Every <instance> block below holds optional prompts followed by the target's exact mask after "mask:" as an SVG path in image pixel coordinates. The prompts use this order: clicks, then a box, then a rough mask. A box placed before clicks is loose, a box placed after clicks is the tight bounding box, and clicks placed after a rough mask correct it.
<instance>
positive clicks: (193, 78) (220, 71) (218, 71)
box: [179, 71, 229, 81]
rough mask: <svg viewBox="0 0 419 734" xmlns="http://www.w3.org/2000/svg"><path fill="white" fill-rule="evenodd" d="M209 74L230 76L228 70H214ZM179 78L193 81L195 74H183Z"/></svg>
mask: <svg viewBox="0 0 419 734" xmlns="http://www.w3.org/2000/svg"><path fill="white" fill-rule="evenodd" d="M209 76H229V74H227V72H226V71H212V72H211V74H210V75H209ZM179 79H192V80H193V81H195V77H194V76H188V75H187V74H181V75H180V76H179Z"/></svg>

—————

What is required – Produce a word-for-word restatement of all the records.

Task solution –
Every <instance> block below holds optional prompts followed by the target's exact mask after "mask:" as an SVG path in image pixel coordinates. The prompts use this order: clicks, then a box, then a rough mask. A box placed before clicks is loose, a box placed after clicks is the tight bounding box, and clicks placed after a rough mask correct it.
<instance>
positive clicks: (193, 78) (220, 71) (218, 71)
box: [179, 71, 229, 81]
rough mask: <svg viewBox="0 0 419 734" xmlns="http://www.w3.org/2000/svg"><path fill="white" fill-rule="evenodd" d="M209 74L230 76L228 70H214ZM179 78L193 81L195 74H183Z"/></svg>
mask: <svg viewBox="0 0 419 734" xmlns="http://www.w3.org/2000/svg"><path fill="white" fill-rule="evenodd" d="M209 76H229V74H227V72H226V71H212V72H211V74H210V75H209ZM179 79H192V80H193V81H195V77H194V76H188V75H187V74H181V75H180V76H179Z"/></svg>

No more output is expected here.